--- PROMPT ---
Copy out every one of the rows below word for word, changing nothing.

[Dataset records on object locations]

----

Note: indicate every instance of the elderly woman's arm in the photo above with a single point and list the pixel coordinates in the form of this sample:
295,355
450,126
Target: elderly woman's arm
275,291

----

--- REPLY TO THE EXERCISE ---
Note: indicate every instance of the elderly woman's arm in the photo above with a single point and list the pixel coordinates in the form of this sample:
295,355
450,126
Target: elderly woman's arm
275,291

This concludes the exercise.